- _Direction_:
Copy every line of the data exactly, leaving nothing out.

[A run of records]
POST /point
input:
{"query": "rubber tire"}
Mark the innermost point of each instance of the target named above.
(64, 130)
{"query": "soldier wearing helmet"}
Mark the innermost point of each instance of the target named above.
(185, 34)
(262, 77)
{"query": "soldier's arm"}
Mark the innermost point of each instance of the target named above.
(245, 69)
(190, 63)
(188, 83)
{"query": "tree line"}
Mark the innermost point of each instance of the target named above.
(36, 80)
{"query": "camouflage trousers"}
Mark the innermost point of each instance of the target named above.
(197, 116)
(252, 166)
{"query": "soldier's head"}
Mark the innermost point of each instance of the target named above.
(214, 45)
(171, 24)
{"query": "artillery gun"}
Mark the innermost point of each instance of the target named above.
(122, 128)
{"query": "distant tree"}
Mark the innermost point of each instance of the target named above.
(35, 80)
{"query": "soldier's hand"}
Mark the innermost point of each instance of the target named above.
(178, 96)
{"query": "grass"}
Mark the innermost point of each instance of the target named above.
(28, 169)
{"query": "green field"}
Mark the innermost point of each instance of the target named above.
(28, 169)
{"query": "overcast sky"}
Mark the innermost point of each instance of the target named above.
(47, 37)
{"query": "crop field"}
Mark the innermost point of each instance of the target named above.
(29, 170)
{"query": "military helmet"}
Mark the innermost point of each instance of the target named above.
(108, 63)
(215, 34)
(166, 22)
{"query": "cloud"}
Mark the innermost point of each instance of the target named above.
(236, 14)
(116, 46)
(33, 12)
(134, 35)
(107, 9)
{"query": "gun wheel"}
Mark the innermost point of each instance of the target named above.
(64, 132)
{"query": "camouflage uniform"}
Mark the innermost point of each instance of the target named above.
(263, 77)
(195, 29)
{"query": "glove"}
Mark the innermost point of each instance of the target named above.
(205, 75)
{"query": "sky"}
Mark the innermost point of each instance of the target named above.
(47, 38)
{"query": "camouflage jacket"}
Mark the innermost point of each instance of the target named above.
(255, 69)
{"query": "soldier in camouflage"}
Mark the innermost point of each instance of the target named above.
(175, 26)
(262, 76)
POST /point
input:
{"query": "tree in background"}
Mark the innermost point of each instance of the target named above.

- _The answer_:
POST /point
input:
{"query": "rubber tire"}
Mark the innermost point of each instance of the target named above.
(64, 130)
{"query": "soldier wearing helmet"}
Mark the innermost point of each instance of the target named above.
(185, 34)
(262, 77)
{"query": "soldier's arm"}
Mark the innermost point of each instance of the target named above.
(245, 69)
(190, 63)
(188, 83)
{"query": "tree line"}
Mark the innermost point of each instance of the target named above.
(36, 80)
{"query": "camouflage trousers"}
Mark the innermost point of each instance of the target named above.
(197, 116)
(252, 166)
{"query": "soldier's head"}
Mark the innermost point of each instance of the target named above.
(214, 45)
(171, 24)
{"query": "artillery gun"}
Mark the innermost point of each instance of the target named above.
(122, 128)
{"query": "distant tree"}
Mark the innermost point of each instance of the target named above.
(35, 80)
{"query": "soldier's hand"}
Mark the innermost point of each instance of the target named above.
(178, 96)
{"query": "grass"}
Mark the innermost point of each instance of the target named above.
(28, 169)
{"query": "green field"}
Mark the innermost point of each instance of the target named above.
(28, 169)
{"query": "overcast sky"}
Mark the innermost point of each instance of the target named above.
(47, 37)
{"query": "crop field"}
Mark the innermost point of each instance of the target named above.
(29, 170)
{"query": "military helmet"}
Mark the innermost point of each instance of the target named above.
(108, 63)
(215, 34)
(166, 22)
{"query": "cloud"}
Mark the innermost point of each instance of the target named above.
(236, 14)
(116, 46)
(33, 12)
(134, 35)
(107, 9)
{"query": "gun wheel"}
Mark the innermost point of each instance of the target named above.
(64, 132)
{"query": "camouflage uniform"}
Mark the innermost point of each instance of the target named above.
(263, 77)
(195, 29)
{"query": "glove"}
Mark the innermost point of each instance of the target named above.
(205, 75)
{"query": "sky"}
Mark the innermost point of each instance of the target named above.
(47, 38)
{"query": "camouflage jacket"}
Mark the innermost point of each instance of the target named above.
(255, 69)
{"query": "soldier in camouflage"}
Mark the innermost point of each instance of the target named above.
(175, 26)
(262, 76)
POST /point
input:
{"query": "tree in background"}
Mark the innermost point of each instance of the target named above.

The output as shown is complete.